[What the task requires] Would you print all of the entries word for word?

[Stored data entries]
*** Block opens ***

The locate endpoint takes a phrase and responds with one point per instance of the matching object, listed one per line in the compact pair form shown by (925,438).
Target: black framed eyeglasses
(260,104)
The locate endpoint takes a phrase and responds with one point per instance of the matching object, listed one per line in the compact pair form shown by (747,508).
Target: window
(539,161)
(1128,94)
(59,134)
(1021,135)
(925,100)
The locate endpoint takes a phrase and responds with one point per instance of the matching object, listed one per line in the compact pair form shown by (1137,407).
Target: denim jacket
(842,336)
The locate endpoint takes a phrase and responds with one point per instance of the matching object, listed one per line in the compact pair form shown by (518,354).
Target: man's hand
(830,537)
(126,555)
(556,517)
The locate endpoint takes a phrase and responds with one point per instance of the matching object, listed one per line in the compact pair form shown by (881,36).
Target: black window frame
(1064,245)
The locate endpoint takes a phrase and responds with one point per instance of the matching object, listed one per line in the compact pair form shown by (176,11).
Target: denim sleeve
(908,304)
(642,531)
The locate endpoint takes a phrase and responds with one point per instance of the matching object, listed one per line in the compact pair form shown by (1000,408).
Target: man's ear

*** Block closes ***

[Exercise output]
The locate endpoint takes a phrase and responds with one point per instance of the matching object, listed one per line in the compact pair form shown by (925,438).
Target: black framed eyeglasses
(260,104)
The locate endpoint takes a phrase and responds with one point per instance of the matching object, listed one per line in the compact pair form shown by (747,508).
Target: window
(539,161)
(1128,94)
(59,134)
(1021,135)
(925,100)
The locate endpoint takes a phrase and responds with one point per instance of the matching object, listed one per line in the compact pair form shown by (1137,407).
Target: denim jacket
(842,336)
The locate endpoint takes a phrase and responds with one point per instance of the matching object, listed one per line in the compact pair form shown by (518,354).
Target: man's hand
(830,537)
(126,555)
(556,517)
The locate endpoint takes a phrase and responds with one point per instance of the matching object, listed one per line in the compact pair form shown by (881,36).
Target: black window frame
(1064,245)
The locate endpoint takes a phrase and responds with one point per instance of the matching object, listed one per line in the compact pair form shown by (176,11).
Target: denim sleeve
(908,304)
(642,531)
The locate endpoint takes a phrase and responds with one point per instance of the matching object, listed one per line in the compact pair form shown by (1000,408).
Target: man's ear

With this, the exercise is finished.